__WHAT TO WORK ON__
Copy out every record precisely.

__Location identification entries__
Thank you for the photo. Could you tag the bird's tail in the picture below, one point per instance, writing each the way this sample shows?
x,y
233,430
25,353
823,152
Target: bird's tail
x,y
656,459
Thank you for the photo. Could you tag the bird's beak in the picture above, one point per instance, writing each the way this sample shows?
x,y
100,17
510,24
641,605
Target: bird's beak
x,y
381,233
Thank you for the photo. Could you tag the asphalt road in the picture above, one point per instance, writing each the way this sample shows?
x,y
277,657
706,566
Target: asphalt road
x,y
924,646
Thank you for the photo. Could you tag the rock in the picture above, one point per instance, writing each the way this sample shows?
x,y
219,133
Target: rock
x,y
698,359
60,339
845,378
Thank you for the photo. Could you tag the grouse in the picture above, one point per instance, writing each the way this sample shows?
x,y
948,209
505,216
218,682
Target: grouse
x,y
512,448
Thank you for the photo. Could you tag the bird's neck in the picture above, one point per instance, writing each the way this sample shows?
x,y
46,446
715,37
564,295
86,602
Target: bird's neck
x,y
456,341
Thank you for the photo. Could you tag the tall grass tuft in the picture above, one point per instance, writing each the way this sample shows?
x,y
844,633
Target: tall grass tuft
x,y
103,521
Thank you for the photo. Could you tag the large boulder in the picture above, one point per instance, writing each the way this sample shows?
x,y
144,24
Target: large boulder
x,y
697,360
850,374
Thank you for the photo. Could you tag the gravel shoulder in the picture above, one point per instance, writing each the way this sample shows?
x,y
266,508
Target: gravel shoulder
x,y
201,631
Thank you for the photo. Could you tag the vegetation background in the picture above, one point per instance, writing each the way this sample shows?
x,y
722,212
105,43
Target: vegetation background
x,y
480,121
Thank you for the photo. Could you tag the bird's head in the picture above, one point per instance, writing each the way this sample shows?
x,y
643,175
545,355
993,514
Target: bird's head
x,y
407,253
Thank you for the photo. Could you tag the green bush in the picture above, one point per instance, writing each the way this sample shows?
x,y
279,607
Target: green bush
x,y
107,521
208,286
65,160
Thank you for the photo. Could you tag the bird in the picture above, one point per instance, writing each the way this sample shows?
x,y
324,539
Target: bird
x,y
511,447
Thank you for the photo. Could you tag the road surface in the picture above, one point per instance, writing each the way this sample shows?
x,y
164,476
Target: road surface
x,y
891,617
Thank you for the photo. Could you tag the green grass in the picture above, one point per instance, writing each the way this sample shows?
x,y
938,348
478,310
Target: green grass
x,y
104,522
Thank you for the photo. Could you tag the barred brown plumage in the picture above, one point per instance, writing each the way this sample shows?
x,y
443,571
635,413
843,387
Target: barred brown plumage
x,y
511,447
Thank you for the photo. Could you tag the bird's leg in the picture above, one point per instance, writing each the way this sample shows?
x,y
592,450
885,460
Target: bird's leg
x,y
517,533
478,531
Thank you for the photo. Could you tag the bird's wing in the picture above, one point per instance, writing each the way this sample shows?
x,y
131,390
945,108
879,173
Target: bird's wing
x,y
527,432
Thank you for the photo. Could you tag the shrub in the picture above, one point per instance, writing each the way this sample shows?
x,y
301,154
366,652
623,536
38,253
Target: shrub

__FINISHED EXERCISE__
Thank you for the photo. Could you tag the bird's tail in the picture below, one point per instance, writing each the way this sample shows?
x,y
233,430
25,353
823,152
Target: bird's tail
x,y
656,459
Thank you for the photo. Could you tag the bird's beak in the picture above, one point per instance, writing each the way this sample shows?
x,y
100,17
510,24
641,605
Target: bird's beak
x,y
381,233
Thank you for the photo. Could you tag the asphalt road in the picture above, one point per instance, writing each the way this sample shows?
x,y
277,657
706,566
Target: asphalt road
x,y
924,646
Thank you for the photo. Could you tag the rock in the picture above, one point per instance, writing each the way this sample shows?
x,y
219,133
Target: rock
x,y
698,359
60,339
845,378
Thank you for the photo. Could you tag the grouse in the picture above, one point per instance, writing each the way this sample shows?
x,y
948,209
505,216
218,682
Target: grouse
x,y
512,448
Thank you for the photo. Could you tag the bird's neck in the picture above, one point per instance, writing each the way this sample shows?
x,y
46,446
715,37
564,295
86,602
Target: bird's neck
x,y
456,341
Thank you for the photo. Could you tag the tall grass tuft in the picture above, one point per instance, writing each the way this sample shows?
x,y
844,633
Target: tall grass tuft
x,y
103,521
Thank you for the photo. Could you tag the large boulder in the picture above, one point per instance, writing each the way this sample shows?
x,y
144,24
Target: large boulder
x,y
697,360
850,374
Thank you for the photo. Could you tag the gravel shoulder in the picture above, one point per instance, writing each the way this sample shows?
x,y
266,508
Target: gravel shoulder
x,y
201,631
Thank you for the photo. Could you tag the vegetation background in the picture above, one point per instance, writing each the way this sample shows?
x,y
722,212
105,43
Target: vegetation background
x,y
480,121
Thank you for the photo. Could you tag the bird's head in the picture above, one point per instance, writing each the way this sample shows?
x,y
643,175
545,355
993,514
Target: bird's head
x,y
407,253
Thank you for the photo. Could you tag the green bush in the picture above, one point per instance, writing each the way this sample shows?
x,y
279,607
Target: green bush
x,y
107,521
208,286
65,160
Thank you for the photo. Could you tag the bird in the picture above, one point per instance, writing each the way this sample shows?
x,y
324,539
Target: bird
x,y
511,447
Thank you for the photo. Could you tag the road surface in the picture above, one point per instance, writing each the way this sample shows?
x,y
164,476
Target: road surface
x,y
891,617
Thank you for the photo. Could you tag the green grass in the picture above, one point per instance, writing each the way this sample shows?
x,y
938,348
478,310
Target: green grass
x,y
104,522
Thank you for the photo. Could you tag the barred brown plumage in the picture above, one point per instance, writing each the way this sample shows?
x,y
443,571
635,413
843,387
Target: barred brown plumage
x,y
511,447
Thank you for the photo. Could you tag the bird's leg in the picture above, one point per instance, writing each the way this sample shows?
x,y
592,450
885,460
Target: bird's leg
x,y
517,533
478,531
Thank you for the photo. Could you tag the bird's wing in the picture above, one point per instance, writing each the way this sample shows?
x,y
131,390
945,108
879,173
Target: bird's wing
x,y
527,432
Thank you for the photo. Could you tag the shrub in the picture above, one point per instance, writing each the way this sample shows?
x,y
301,154
366,652
623,536
38,253
Target: shrub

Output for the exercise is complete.